Instructions to follow: Word for word, repeat every record.
======== The data ========
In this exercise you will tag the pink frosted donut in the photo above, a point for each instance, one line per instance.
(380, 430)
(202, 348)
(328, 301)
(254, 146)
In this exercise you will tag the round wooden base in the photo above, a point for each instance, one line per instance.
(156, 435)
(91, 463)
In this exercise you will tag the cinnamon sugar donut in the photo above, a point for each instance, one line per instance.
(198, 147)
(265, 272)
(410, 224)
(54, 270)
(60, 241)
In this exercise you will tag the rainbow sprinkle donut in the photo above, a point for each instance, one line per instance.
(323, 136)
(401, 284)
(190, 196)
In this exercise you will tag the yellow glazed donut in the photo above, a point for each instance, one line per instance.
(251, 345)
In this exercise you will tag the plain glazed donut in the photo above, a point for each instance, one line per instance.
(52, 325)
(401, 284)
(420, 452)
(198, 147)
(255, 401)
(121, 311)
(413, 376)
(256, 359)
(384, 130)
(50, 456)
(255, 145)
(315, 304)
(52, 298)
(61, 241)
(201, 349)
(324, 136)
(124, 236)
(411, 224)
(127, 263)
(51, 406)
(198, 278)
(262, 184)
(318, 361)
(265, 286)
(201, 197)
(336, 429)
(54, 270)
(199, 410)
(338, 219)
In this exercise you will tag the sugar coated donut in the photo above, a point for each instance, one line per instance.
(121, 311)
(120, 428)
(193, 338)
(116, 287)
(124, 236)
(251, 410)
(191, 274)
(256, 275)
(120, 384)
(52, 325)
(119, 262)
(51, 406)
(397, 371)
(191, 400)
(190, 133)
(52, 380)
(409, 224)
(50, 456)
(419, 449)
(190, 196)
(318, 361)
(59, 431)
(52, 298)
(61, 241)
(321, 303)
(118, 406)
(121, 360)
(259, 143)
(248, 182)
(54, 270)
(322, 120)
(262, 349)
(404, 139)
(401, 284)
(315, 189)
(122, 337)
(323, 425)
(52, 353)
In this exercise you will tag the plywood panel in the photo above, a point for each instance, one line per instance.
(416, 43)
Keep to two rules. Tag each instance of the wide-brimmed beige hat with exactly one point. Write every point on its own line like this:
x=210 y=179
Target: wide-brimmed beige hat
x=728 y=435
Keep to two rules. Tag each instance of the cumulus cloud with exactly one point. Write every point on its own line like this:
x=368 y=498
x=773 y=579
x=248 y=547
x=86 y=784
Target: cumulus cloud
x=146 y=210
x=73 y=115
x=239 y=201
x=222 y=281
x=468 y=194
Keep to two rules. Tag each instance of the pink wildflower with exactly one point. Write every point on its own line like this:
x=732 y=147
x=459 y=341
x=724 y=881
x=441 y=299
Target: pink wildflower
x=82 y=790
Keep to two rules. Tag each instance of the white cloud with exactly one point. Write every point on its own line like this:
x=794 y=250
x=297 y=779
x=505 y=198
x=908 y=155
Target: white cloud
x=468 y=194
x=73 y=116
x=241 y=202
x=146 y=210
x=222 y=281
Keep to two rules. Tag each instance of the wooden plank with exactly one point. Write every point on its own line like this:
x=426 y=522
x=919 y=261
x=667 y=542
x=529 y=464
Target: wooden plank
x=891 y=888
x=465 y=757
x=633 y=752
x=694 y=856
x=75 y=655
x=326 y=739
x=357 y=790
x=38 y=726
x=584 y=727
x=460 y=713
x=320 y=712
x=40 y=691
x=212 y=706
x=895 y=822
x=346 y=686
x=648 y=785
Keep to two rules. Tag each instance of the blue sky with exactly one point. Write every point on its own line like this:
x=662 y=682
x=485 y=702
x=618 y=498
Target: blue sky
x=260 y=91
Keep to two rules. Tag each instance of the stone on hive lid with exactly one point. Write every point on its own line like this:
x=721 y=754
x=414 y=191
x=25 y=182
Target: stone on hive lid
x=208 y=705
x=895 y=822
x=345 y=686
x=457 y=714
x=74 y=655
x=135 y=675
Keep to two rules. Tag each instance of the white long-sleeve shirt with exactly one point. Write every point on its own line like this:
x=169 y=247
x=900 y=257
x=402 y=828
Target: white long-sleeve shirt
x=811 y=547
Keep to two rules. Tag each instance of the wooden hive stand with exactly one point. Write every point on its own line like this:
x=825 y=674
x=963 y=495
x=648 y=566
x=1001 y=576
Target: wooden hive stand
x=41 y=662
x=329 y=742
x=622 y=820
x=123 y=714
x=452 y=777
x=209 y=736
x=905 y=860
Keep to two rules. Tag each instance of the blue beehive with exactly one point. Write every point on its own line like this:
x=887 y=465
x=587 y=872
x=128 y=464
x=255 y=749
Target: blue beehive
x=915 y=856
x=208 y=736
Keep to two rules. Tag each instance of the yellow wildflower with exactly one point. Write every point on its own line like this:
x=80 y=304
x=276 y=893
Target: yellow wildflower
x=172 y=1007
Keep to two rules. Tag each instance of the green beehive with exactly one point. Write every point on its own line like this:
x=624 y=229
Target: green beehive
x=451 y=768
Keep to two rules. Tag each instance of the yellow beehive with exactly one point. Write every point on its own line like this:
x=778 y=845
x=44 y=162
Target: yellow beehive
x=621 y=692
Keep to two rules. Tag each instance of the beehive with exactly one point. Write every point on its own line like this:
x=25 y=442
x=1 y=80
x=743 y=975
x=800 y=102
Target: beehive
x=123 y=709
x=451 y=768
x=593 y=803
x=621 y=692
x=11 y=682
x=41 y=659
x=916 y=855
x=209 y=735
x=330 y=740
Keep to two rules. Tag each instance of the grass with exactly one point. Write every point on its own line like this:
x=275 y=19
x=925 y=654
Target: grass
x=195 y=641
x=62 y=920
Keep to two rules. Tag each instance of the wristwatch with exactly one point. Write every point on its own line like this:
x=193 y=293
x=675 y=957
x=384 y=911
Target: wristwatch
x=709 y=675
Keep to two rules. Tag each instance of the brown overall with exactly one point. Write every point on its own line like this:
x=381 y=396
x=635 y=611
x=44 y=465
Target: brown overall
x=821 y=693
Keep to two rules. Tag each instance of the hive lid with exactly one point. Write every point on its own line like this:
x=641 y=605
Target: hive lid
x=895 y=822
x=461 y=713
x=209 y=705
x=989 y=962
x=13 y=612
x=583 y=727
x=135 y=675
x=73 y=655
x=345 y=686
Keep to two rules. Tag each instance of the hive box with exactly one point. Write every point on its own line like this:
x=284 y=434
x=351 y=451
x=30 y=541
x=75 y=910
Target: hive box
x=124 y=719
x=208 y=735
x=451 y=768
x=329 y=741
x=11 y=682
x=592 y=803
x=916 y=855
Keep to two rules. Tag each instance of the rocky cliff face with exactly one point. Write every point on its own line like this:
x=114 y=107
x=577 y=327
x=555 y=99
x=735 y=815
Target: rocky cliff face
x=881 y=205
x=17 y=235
========
Your response:
In this exercise you will tag the pink frosted donut in the photo above, a point for each instance, one line per instance.
(380, 430)
(202, 348)
(328, 301)
(254, 146)
In this exercise you will tag the round wooden base in the photo above, a point for each instance, one line per instance.
(156, 435)
(91, 463)
In this exercise you will tag the cinnamon sugar donut in the photo above, a point for each instance, one line per instance.
(198, 147)
(265, 272)
(410, 224)
(54, 270)
(60, 241)
In this exercise you will tag the rainbow sprinkle donut in the photo above, a point for each instance, one line per instance.
(323, 136)
(401, 284)
(190, 196)
In this exercise you will tag the yellow glazed donut in the photo above, a point for each instance, one line per instance.
(251, 345)
In this exercise you will tag the plain glazed donut in the photo above, a point for each instance, one line per instance.
(52, 325)
(401, 284)
(420, 452)
(198, 147)
(255, 401)
(121, 311)
(413, 376)
(256, 359)
(384, 130)
(50, 456)
(255, 145)
(315, 304)
(52, 298)
(61, 241)
(201, 349)
(324, 136)
(124, 236)
(411, 224)
(127, 263)
(51, 406)
(198, 278)
(262, 184)
(318, 361)
(265, 286)
(201, 197)
(336, 429)
(54, 270)
(199, 410)
(338, 219)
In this exercise you will tag the sugar coated donut in the photo above, a point for each instance, one line per instance.
(121, 311)
(120, 428)
(193, 338)
(116, 287)
(124, 236)
(251, 410)
(191, 274)
(256, 275)
(120, 384)
(52, 325)
(119, 262)
(51, 406)
(397, 371)
(191, 400)
(190, 133)
(52, 380)
(409, 224)
(50, 456)
(419, 449)
(190, 196)
(318, 361)
(59, 431)
(52, 298)
(61, 241)
(321, 303)
(118, 406)
(121, 360)
(259, 143)
(248, 182)
(54, 270)
(322, 120)
(262, 349)
(404, 139)
(401, 284)
(315, 189)
(122, 337)
(323, 425)
(52, 353)
In this exercise you will tag the plywood panel in the photo above, a point for each instance, one line per instance.
(416, 43)
Keep to two rules. Tag each instance of the wide-brimmed beige hat with exactly one point. Write every point on its own line like this:
x=210 y=179
Target: wide-brimmed beige hat
x=728 y=435
Keep to two rules. Tag each instance of the cumulus cloud with exactly one point. Write every point on its own line like this:
x=368 y=498
x=773 y=579
x=248 y=547
x=86 y=784
Target: cumulus cloud
x=146 y=210
x=73 y=115
x=239 y=201
x=222 y=281
x=468 y=194
Keep to two rules. Tag each instance of the pink wildflower with exactly one point. Write every point on its own line like this:
x=732 y=147
x=459 y=341
x=724 y=881
x=441 y=299
Target: pink wildflower
x=82 y=790
Keep to two rules. Tag each instance of the white cloud with exactly one point. Write every point on its own line like this:
x=794 y=250
x=297 y=779
x=505 y=198
x=908 y=155
Target: white cloud
x=468 y=194
x=73 y=116
x=241 y=202
x=146 y=210
x=222 y=281
Keep to two rules. Tag each instance of the wooden plank with exactly one point. Write every point on its own line like this:
x=426 y=522
x=919 y=261
x=667 y=542
x=529 y=464
Target: wooden plank
x=891 y=888
x=465 y=757
x=633 y=752
x=694 y=856
x=75 y=655
x=326 y=739
x=357 y=790
x=38 y=726
x=584 y=727
x=460 y=713
x=320 y=712
x=40 y=691
x=212 y=706
x=895 y=822
x=346 y=686
x=648 y=785
Keep to two rules. Tag each instance of the blue sky with exactly one point. Write every point on its own line like this:
x=662 y=682
x=485 y=702
x=618 y=498
Target: blue sky
x=260 y=91
Keep to two rules. Tag each instance of the stone on hive lid with exactly one point. Write every point on its own line like this:
x=721 y=754
x=414 y=191
x=25 y=182
Target: stone on hive lid
x=208 y=705
x=895 y=822
x=345 y=686
x=457 y=714
x=74 y=655
x=135 y=675
Keep to two rules. Tag each instance of the white long-sleeve shirt with exactly one point. Write every point on its own line like this:
x=169 y=247
x=900 y=257
x=402 y=828
Target: white long-sleeve shirt
x=811 y=547
Keep to two rules. Tag each instance of the wooden hive stand with exactly one point. Write every point on its own line like this:
x=825 y=674
x=963 y=495
x=648 y=566
x=1001 y=576
Target: wooden hive stand
x=41 y=662
x=329 y=742
x=622 y=820
x=123 y=714
x=452 y=777
x=209 y=736
x=905 y=860
Keep to two rules. Tag each instance of the blue beehive with exactly one point. Write every point on its own line like this:
x=887 y=465
x=587 y=872
x=128 y=464
x=255 y=749
Target: blue beehive
x=915 y=856
x=208 y=736
Keep to two rules. Tag each instance of the yellow wildflower with exactly one point. Write every point on its own line like this:
x=80 y=304
x=276 y=893
Target: yellow wildflower
x=172 y=1007
Keep to two rules. Tag each instance of the green beehive with exactly one point. Write every point on its own line like this:
x=624 y=229
Target: green beehive
x=451 y=768
Keep to two rules. Tag each instance of the yellow beehive with exactly one point. Write every point on its own line like this:
x=778 y=845
x=44 y=162
Target: yellow beehive
x=621 y=692
Keep to two rules. Tag each instance of the beehive with exactly one point. Write every point on its own line like this:
x=25 y=442
x=1 y=80
x=743 y=975
x=800 y=102
Target: beehive
x=123 y=709
x=451 y=768
x=593 y=803
x=621 y=692
x=11 y=682
x=41 y=659
x=916 y=855
x=209 y=735
x=330 y=740
Keep to two rules. Tag each instance of the grass with exactly one point. Write every point on its own line like this:
x=275 y=19
x=925 y=654
Target: grass
x=195 y=641
x=62 y=920
Keep to two rules. Tag each instance of the wristwatch with exactly one point. Write every point on its own line like this:
x=193 y=293
x=675 y=957
x=384 y=911
Target: wristwatch
x=709 y=675
Keep to two rules. Tag each instance of the brown overall with exactly one point. Write every point on its own line like this:
x=381 y=396
x=635 y=611
x=44 y=465
Target: brown overall
x=821 y=693
Keep to two rules. Tag each instance of the hive lid with exactly one point. Write every point on its own line like this:
x=641 y=605
Target: hive lid
x=895 y=822
x=461 y=713
x=209 y=705
x=989 y=962
x=13 y=612
x=583 y=727
x=135 y=675
x=73 y=655
x=345 y=686
Keep to two rules. Tag each instance of the hive box with exactly one point. Write every point on its own line like this:
x=284 y=434
x=351 y=451
x=30 y=541
x=75 y=910
Target: hive box
x=124 y=719
x=208 y=735
x=451 y=768
x=329 y=741
x=11 y=682
x=592 y=803
x=916 y=855
Keep to two rules. Tag each instance of the rocky cliff face with exactly one point. Write every point on its own line like this:
x=114 y=107
x=577 y=327
x=555 y=99
x=735 y=815
Target: rocky cliff face
x=881 y=205
x=17 y=235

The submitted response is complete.